-- START OF The records --

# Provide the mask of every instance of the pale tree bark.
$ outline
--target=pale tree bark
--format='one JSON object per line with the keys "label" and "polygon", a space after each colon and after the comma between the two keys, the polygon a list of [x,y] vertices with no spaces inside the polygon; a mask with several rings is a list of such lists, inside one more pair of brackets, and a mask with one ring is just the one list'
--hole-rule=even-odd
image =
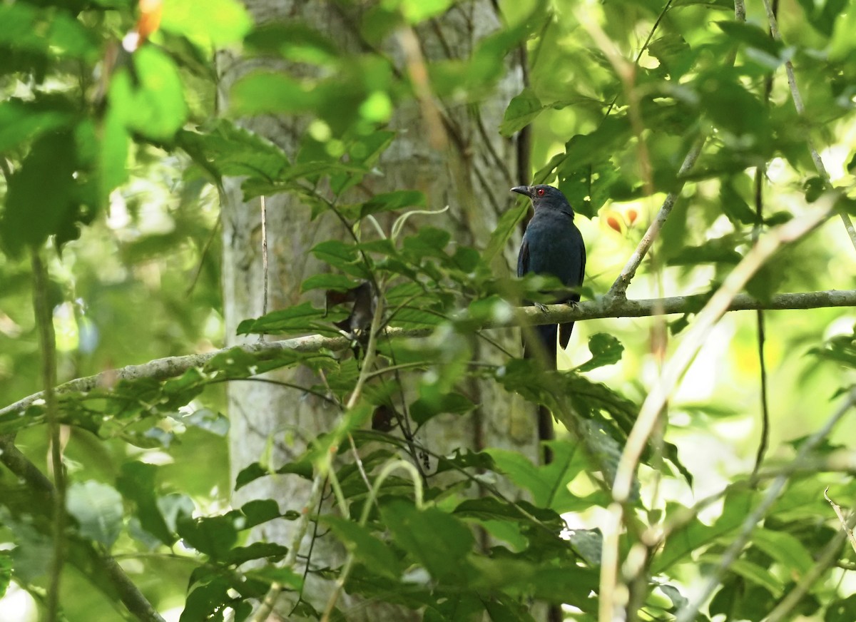
{"label": "pale tree bark", "polygon": [[[246,0],[257,22],[267,20],[301,20],[350,52],[365,51],[357,29],[359,15],[350,15],[350,8],[339,3],[309,0]],[[397,69],[406,75],[413,63],[424,56],[428,62],[448,56],[467,58],[479,39],[501,27],[501,16],[490,0],[464,2],[452,7],[433,23],[416,31],[404,31],[389,42],[384,52],[394,59]],[[415,48],[413,44],[415,44]],[[443,216],[415,216],[419,223],[446,227],[457,243],[483,247],[499,216],[512,206],[508,189],[526,180],[518,173],[518,148],[515,140],[502,138],[497,128],[509,99],[522,88],[523,69],[520,55],[510,55],[508,71],[493,92],[475,104],[461,103],[449,105],[436,98],[425,97],[399,106],[390,122],[398,131],[392,146],[384,153],[378,169],[382,175],[370,175],[359,193],[349,200],[366,200],[372,193],[401,189],[425,193],[430,209],[449,206]],[[258,68],[259,61],[229,55],[219,57],[221,104],[228,106],[229,89],[247,71]],[[419,91],[419,87],[416,88]],[[436,107],[436,108],[435,108]],[[433,110],[432,110],[433,109]],[[243,121],[245,127],[268,138],[294,153],[306,119],[253,118]],[[438,122],[439,121],[439,122]],[[235,336],[235,327],[242,319],[259,317],[263,309],[261,226],[259,201],[241,200],[240,180],[228,180],[224,185],[223,225],[223,300],[226,334],[230,344],[253,341]],[[300,286],[306,277],[324,271],[324,264],[309,252],[317,243],[328,239],[344,239],[346,232],[331,215],[310,222],[309,210],[300,198],[279,194],[266,198],[267,239],[269,249],[268,310],[287,307],[301,301]],[[426,219],[431,220],[419,220]],[[497,273],[508,270],[514,255],[514,244],[498,265]],[[316,303],[319,300],[315,299]],[[496,337],[497,335],[492,335]],[[501,337],[507,348],[518,347],[516,337],[508,331]],[[481,340],[473,340],[474,358],[500,360],[504,357]],[[282,380],[300,386],[313,384],[304,369],[276,374]],[[479,405],[476,412],[461,419],[439,417],[432,420],[418,441],[431,451],[444,453],[455,447],[480,449],[502,447],[523,452],[537,460],[538,439],[532,409],[520,401],[508,406],[507,395],[499,395],[487,383],[473,382],[462,388]],[[297,390],[256,382],[236,382],[229,388],[231,420],[230,460],[234,477],[247,465],[267,455],[272,447],[270,462],[279,465],[299,455],[306,440],[329,429],[337,412],[323,401]],[[433,465],[432,465],[433,467]],[[308,483],[296,477],[267,477],[237,491],[234,505],[257,498],[279,501],[281,509],[300,510],[309,494]],[[275,521],[253,535],[255,539],[288,543],[293,524]],[[310,530],[310,533],[312,530]],[[301,554],[309,548],[304,542]],[[330,536],[314,543],[311,566],[336,567],[341,563],[337,547]],[[323,608],[331,589],[330,582],[312,582],[304,597]],[[293,595],[284,594],[277,612],[288,619],[294,603]],[[341,603],[348,619],[416,619],[418,613],[384,610],[372,604]]]}

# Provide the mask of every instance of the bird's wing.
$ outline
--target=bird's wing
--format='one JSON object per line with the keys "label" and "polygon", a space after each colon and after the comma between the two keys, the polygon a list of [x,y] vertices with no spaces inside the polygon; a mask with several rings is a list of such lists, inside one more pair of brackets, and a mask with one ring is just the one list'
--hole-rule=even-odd
{"label": "bird's wing", "polygon": [[517,254],[517,275],[523,276],[529,271],[529,241],[523,236],[520,252]]}

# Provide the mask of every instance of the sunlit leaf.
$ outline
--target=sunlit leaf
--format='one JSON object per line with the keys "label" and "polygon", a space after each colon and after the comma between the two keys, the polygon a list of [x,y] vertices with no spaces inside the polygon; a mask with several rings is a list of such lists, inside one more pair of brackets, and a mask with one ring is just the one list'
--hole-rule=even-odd
{"label": "sunlit leaf", "polygon": [[90,480],[68,487],[66,507],[80,535],[110,548],[122,531],[122,495],[112,486]]}

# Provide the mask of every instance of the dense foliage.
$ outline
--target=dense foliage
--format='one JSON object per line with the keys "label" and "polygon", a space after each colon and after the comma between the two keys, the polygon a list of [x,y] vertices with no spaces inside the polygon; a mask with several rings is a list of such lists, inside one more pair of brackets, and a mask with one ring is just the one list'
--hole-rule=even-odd
{"label": "dense foliage", "polygon": [[[429,65],[434,97],[478,106],[504,59],[527,48],[528,86],[489,129],[528,127],[533,178],[557,185],[579,214],[590,258],[584,300],[623,299],[610,286],[642,225],[674,203],[629,291],[703,295],[668,325],[580,323],[580,355],[550,373],[515,352],[500,365],[472,360],[473,340],[490,339],[483,327],[511,322],[514,301],[545,287],[495,269],[526,205],[473,248],[452,239],[442,205],[417,190],[341,198],[382,175],[397,139],[387,123],[419,96],[381,50],[399,29],[442,28],[460,9],[453,4],[392,0],[354,11],[359,55],[310,24],[254,28],[235,0],[165,2],[162,16],[158,3],[130,0],[0,5],[0,400],[13,405],[0,409],[0,605],[26,590],[51,611],[58,584],[69,620],[158,619],[146,601],[185,621],[247,619],[266,594],[301,589],[292,542],[246,542],[251,528],[284,520],[344,545],[344,564],[317,571],[329,579],[328,613],[344,619],[340,589],[429,620],[531,619],[533,601],[566,604],[577,620],[614,619],[613,608],[627,619],[856,619],[853,553],[824,500],[828,489],[846,506],[856,492],[852,452],[832,431],[856,400],[850,309],[723,322],[668,395],[663,425],[643,435],[639,464],[621,461],[658,370],[674,360],[667,333],[678,343],[689,335],[730,275],[743,270],[762,306],[782,292],[853,288],[856,251],[837,212],[854,211],[841,137],[856,127],[856,4],[793,3],[780,39],[763,5],[744,18],[722,0],[500,3],[505,26],[469,59]],[[341,9],[354,7],[342,0]],[[145,39],[158,19],[149,40],[128,39]],[[212,50],[229,45],[317,71],[247,74],[229,109],[216,111]],[[235,121],[261,115],[306,116],[296,153]],[[305,302],[239,329],[330,337],[320,347],[214,352],[216,203],[226,177],[241,178],[247,197],[298,195],[350,232],[314,247],[330,271],[302,286],[324,291],[330,309]],[[757,272],[746,268],[759,236],[812,213],[823,216],[819,228]],[[38,258],[50,258],[46,270]],[[348,295],[365,284],[377,307]],[[33,298],[37,311],[40,299],[52,309],[54,335]],[[823,292],[812,300],[832,306]],[[359,335],[342,337],[342,322]],[[771,388],[763,426],[759,346]],[[121,379],[104,372],[197,352],[210,354]],[[339,409],[337,426],[300,459],[260,456],[229,481],[223,384],[294,365],[318,372],[323,382],[304,388]],[[61,388],[55,406],[14,404],[51,374],[62,382],[99,372],[97,382]],[[550,408],[568,429],[550,441],[552,463],[460,447],[432,456],[437,471],[425,472],[431,448],[412,432],[439,414],[467,417],[473,377],[509,403],[519,394]],[[62,441],[65,481],[45,464],[49,438],[54,449]],[[629,494],[614,495],[628,465]],[[312,481],[312,496],[287,508],[270,499],[229,506],[229,490],[273,477]],[[67,514],[61,572],[57,495]],[[300,601],[295,614],[323,609]]]}

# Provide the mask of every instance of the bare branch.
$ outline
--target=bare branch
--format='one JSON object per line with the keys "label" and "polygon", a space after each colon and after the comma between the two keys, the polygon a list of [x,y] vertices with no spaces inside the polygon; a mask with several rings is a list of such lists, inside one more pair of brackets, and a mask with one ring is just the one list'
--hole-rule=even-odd
{"label": "bare branch", "polygon": [[[627,299],[612,299],[604,296],[588,302],[581,302],[574,306],[567,305],[550,305],[545,311],[534,306],[510,308],[507,317],[501,319],[492,319],[483,322],[476,327],[479,330],[508,329],[515,326],[538,326],[541,324],[556,324],[563,322],[584,322],[586,320],[604,319],[609,317],[648,317],[663,314],[695,313],[698,311],[708,299],[705,294],[691,296],[673,296],[663,299],[647,299],[630,300]],[[726,311],[787,311],[821,309],[826,307],[856,306],[856,290],[832,289],[820,292],[797,292],[794,293],[778,293],[770,300],[758,300],[748,294],[737,294],[732,299]],[[461,316],[461,320],[466,317]],[[387,329],[384,335],[389,338],[426,337],[433,331],[428,329],[403,329],[398,328]],[[282,352],[318,352],[323,350],[344,350],[351,344],[347,337],[325,337],[321,335],[310,335],[306,337],[295,337],[280,341],[265,343],[249,343],[235,347],[254,356],[259,361],[276,358]],[[205,352],[205,354],[186,354],[184,356],[166,357],[156,358],[140,365],[128,365],[117,370],[107,370],[95,376],[76,378],[61,384],[56,388],[57,394],[68,393],[88,393],[98,387],[109,387],[118,380],[136,380],[138,378],[153,378],[166,380],[181,376],[193,367],[204,367],[217,356],[223,354],[234,348],[223,348]],[[44,400],[43,392],[29,395],[0,409],[0,418],[15,412],[25,411],[34,402]]]}
{"label": "bare branch", "polygon": [[[856,388],[850,390],[850,394],[847,396],[847,399],[827,420],[826,424],[823,424],[823,427],[812,434],[808,440],[806,440],[805,442],[800,446],[800,452],[794,459],[794,462],[799,463],[805,459],[805,458],[809,456],[817,444],[829,435],[829,432],[832,431],[832,429],[835,426],[835,424],[851,408],[853,408],[854,404],[856,404]],[[779,498],[779,495],[781,495],[782,491],[784,489],[785,484],[788,483],[788,475],[780,475],[773,480],[773,483],[767,489],[764,499],[758,504],[758,507],[756,507],[752,513],[746,516],[744,519],[743,524],[740,525],[740,532],[737,534],[734,542],[732,542],[732,543],[722,554],[722,558],[720,558],[719,564],[716,565],[716,567],[714,568],[712,572],[709,572],[706,574],[704,589],[687,601],[687,604],[685,604],[678,612],[676,622],[690,622],[690,620],[696,619],[698,607],[703,602],[707,601],[711,594],[713,594],[713,591],[719,585],[722,574],[737,560],[737,557],[743,550],[743,547],[746,545],[746,542],[749,542],[749,538],[752,537],[752,533],[758,526],[758,522],[767,514],[767,511],[770,510],[773,503],[776,502],[776,500]],[[841,542],[843,542],[843,541],[844,537],[842,536],[841,538]],[[836,546],[840,549],[841,543],[837,543]]]}
{"label": "bare branch", "polygon": [[633,251],[630,258],[627,259],[627,263],[621,270],[621,274],[618,275],[618,278],[615,279],[615,282],[614,282],[612,287],[609,287],[609,292],[607,295],[614,296],[615,298],[625,298],[627,296],[627,286],[630,285],[630,281],[636,275],[636,270],[639,269],[639,264],[642,263],[645,254],[648,252],[648,249],[651,248],[651,245],[654,243],[654,240],[657,240],[657,236],[660,234],[660,229],[663,228],[663,225],[666,222],[666,218],[668,218],[669,215],[672,213],[672,208],[675,207],[675,202],[677,200],[678,196],[681,194],[681,190],[683,188],[683,181],[681,181],[683,175],[693,168],[696,160],[698,159],[698,156],[701,155],[701,150],[704,148],[704,142],[706,140],[707,137],[702,135],[696,139],[696,141],[693,144],[693,146],[687,152],[687,157],[684,157],[683,163],[681,164],[681,169],[678,171],[679,187],[666,195],[666,198],[663,201],[663,206],[657,213],[657,216],[654,216],[654,220],[651,221],[651,225],[648,227],[648,230],[645,232],[645,235],[643,235],[642,240],[639,240],[639,246],[636,246],[636,250]]}

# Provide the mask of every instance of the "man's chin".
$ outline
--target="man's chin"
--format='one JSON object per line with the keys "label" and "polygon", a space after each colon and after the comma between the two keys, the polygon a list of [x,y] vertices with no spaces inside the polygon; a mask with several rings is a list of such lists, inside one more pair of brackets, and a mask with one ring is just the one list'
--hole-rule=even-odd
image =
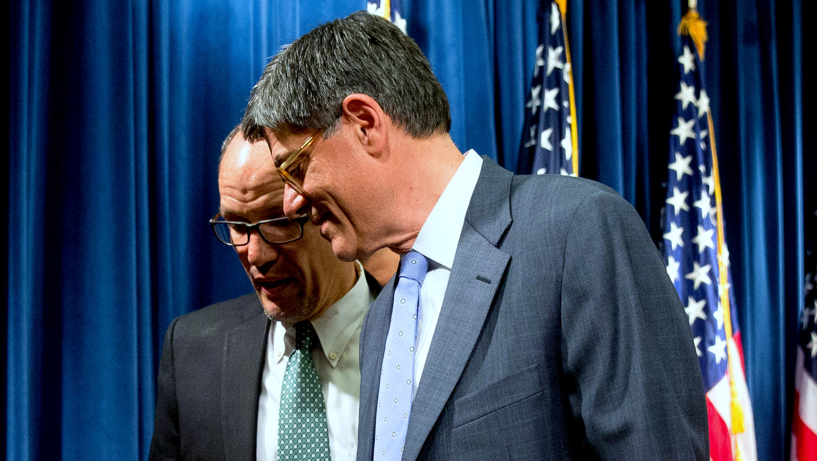
{"label": "man's chin", "polygon": [[315,306],[315,303],[305,298],[302,294],[287,299],[273,301],[266,297],[263,291],[257,293],[264,308],[264,315],[270,320],[280,321],[284,325],[295,325],[299,321],[309,320]]}

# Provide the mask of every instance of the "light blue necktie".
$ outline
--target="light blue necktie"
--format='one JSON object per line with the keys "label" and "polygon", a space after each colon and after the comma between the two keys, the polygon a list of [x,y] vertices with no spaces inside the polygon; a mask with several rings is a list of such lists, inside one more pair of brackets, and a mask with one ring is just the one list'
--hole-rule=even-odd
{"label": "light blue necktie", "polygon": [[420,286],[426,278],[427,269],[428,261],[417,251],[411,251],[400,259],[400,276],[395,290],[391,324],[386,338],[377,393],[374,461],[394,461],[403,456],[414,391],[414,350]]}

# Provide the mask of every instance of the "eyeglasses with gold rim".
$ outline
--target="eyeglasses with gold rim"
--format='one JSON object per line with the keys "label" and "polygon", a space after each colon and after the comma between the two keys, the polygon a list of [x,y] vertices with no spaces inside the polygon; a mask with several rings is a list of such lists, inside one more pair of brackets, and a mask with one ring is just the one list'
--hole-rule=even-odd
{"label": "eyeglasses with gold rim", "polygon": [[[306,193],[304,192],[303,188],[303,184],[301,184],[301,180],[292,175],[292,174],[289,172],[288,168],[289,168],[290,166],[295,163],[296,161],[299,160],[298,157],[301,156],[301,154],[303,153],[303,152],[306,151],[307,148],[309,148],[310,145],[312,145],[312,143],[315,141],[315,139],[319,134],[320,131],[315,133],[311,136],[306,138],[306,140],[304,141],[304,144],[301,144],[301,147],[295,149],[295,152],[293,152],[280,165],[275,166],[275,171],[278,171],[278,175],[281,176],[281,179],[283,180],[283,182],[292,186],[292,188],[294,188],[296,191],[297,191],[297,193],[300,193],[301,195],[306,195]],[[275,157],[273,157],[273,162],[276,162]]]}

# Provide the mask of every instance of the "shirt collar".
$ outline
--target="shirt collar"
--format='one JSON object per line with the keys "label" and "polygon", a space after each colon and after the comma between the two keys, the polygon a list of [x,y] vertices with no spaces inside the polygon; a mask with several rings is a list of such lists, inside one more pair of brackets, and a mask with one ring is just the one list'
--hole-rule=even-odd
{"label": "shirt collar", "polygon": [[[329,306],[323,315],[312,321],[326,359],[333,367],[337,365],[337,361],[346,350],[346,345],[363,322],[369,304],[374,300],[363,266],[357,261],[355,265],[358,280],[352,289]],[[350,353],[358,352],[355,350]]]}
{"label": "shirt collar", "polygon": [[481,170],[482,158],[479,154],[473,149],[465,153],[465,159],[422,224],[413,250],[446,268],[451,268],[460,234],[462,233],[465,213]]}

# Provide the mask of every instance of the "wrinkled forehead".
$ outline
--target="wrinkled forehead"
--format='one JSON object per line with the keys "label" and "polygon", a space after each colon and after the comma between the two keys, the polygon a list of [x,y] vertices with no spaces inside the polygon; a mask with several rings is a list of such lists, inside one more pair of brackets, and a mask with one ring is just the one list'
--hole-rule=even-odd
{"label": "wrinkled forehead", "polygon": [[234,140],[221,159],[218,189],[222,207],[282,208],[283,182],[275,171],[266,142]]}

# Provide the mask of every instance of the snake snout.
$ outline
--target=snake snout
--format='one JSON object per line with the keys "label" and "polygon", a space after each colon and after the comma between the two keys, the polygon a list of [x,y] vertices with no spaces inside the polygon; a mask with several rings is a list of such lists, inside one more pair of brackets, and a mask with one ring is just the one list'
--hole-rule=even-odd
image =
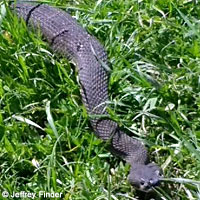
{"label": "snake snout", "polygon": [[129,182],[138,190],[151,191],[160,184],[160,169],[153,164],[134,165],[129,174]]}

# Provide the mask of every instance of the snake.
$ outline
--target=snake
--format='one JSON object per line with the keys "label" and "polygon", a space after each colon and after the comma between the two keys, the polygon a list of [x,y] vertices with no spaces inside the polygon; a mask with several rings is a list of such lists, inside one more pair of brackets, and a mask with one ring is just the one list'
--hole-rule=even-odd
{"label": "snake", "polygon": [[17,1],[11,9],[31,29],[40,29],[53,53],[75,63],[80,93],[93,132],[109,146],[109,151],[130,165],[128,182],[144,192],[161,181],[162,170],[149,162],[145,145],[127,135],[108,113],[108,56],[104,47],[62,9],[44,3]]}

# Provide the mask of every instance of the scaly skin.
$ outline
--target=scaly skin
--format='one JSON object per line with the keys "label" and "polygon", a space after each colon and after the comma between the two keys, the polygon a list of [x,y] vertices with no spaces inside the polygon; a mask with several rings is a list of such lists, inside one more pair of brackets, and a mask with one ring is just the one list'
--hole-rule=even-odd
{"label": "scaly skin", "polygon": [[[69,14],[43,4],[18,2],[12,9],[33,29],[40,28],[54,52],[72,59],[79,71],[81,94],[95,134],[110,142],[110,150],[131,165],[129,182],[149,191],[158,185],[161,170],[148,163],[144,145],[121,131],[106,111],[108,98],[107,55],[101,44],[90,36]],[[106,118],[94,117],[97,115]],[[93,116],[93,117],[92,117]]]}

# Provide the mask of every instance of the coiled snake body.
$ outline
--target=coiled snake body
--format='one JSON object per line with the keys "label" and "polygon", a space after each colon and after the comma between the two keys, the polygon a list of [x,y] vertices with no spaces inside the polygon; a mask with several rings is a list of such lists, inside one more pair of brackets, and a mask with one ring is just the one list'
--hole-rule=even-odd
{"label": "coiled snake body", "polygon": [[[13,3],[12,8],[28,25],[40,28],[54,52],[76,63],[81,95],[89,116],[108,116],[108,74],[103,67],[107,65],[107,55],[100,43],[62,10],[20,1]],[[148,191],[159,183],[160,169],[148,163],[146,148],[140,141],[126,135],[109,117],[91,117],[90,122],[95,134],[110,142],[111,151],[131,165],[128,179],[132,185]]]}

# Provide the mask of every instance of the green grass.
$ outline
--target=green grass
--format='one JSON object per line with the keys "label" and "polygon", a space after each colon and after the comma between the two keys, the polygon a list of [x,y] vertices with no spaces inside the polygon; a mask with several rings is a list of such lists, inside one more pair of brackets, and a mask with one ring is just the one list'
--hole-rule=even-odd
{"label": "green grass", "polygon": [[147,195],[128,184],[129,166],[89,128],[74,67],[7,10],[0,17],[0,191],[200,199],[200,3],[47,3],[70,12],[105,46],[109,112],[144,141],[165,180]]}

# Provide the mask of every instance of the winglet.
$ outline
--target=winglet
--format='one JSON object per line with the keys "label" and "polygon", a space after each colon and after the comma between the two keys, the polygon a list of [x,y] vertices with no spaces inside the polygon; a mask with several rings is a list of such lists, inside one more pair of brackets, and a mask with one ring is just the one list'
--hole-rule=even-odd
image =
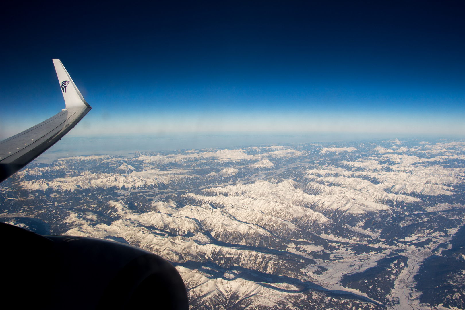
{"label": "winglet", "polygon": [[68,72],[65,69],[65,66],[61,63],[61,61],[59,59],[52,60],[55,66],[55,71],[57,72],[57,76],[58,77],[58,82],[61,88],[61,93],[65,99],[66,108],[90,108],[90,106],[86,102],[79,90],[76,87],[76,85],[68,74]]}

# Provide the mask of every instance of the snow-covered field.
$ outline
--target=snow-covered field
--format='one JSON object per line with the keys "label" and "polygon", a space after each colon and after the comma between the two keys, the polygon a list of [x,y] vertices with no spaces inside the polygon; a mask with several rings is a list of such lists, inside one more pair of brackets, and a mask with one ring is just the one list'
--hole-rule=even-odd
{"label": "snow-covered field", "polygon": [[162,256],[192,309],[459,308],[463,282],[432,304],[415,279],[455,251],[464,185],[465,142],[394,139],[63,158],[2,183],[0,206]]}

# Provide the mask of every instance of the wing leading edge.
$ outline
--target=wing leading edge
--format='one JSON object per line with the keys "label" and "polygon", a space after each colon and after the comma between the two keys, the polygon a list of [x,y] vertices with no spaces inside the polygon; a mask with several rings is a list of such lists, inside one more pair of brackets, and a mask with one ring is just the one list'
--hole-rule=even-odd
{"label": "wing leading edge", "polygon": [[66,108],[42,123],[0,141],[0,182],[55,144],[92,109],[60,59],[53,61]]}

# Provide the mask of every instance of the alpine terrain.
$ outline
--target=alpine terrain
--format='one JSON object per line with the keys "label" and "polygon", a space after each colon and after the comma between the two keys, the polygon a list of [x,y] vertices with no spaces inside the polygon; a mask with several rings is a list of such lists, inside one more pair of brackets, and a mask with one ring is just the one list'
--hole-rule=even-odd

-- END OF The records --

§ **Short task**: Write out only the final block of lines, starting at the line with "# Provide the mask of every instance of the wing leading" and running to the end of the material.

§ **Task output**:
# Provide the mask of every instance of the wing leading edge.
$ outline
--target=wing leading edge
--format='one JSON object per line with the keys "label" and "polygon", a space after each colon and after the comma between the two keys, the polygon a list of [x,y] vertices with no spaces inside the polygon; a mask with several rings is a list of such lists, inside one more pair of brackets, and a mask with one ring is just the one list'
--hole-rule=even-odd
{"label": "wing leading edge", "polygon": [[66,108],[42,123],[0,141],[0,182],[55,144],[92,109],[60,59],[53,61]]}

# Provide the mask of every instance of the alpine terrain.
$ outline
--target=alpine terrain
--format='one JSON object per line with the keys "label" and "polygon", a space after each colon and after the comma between the two keys, the polygon a list of [x,y] vertices with no spaces inside the polygon; a mask with several rings is a list of such lists, inside one more pair of brackets, and a mask with one ring is just the one list'
--hole-rule=even-odd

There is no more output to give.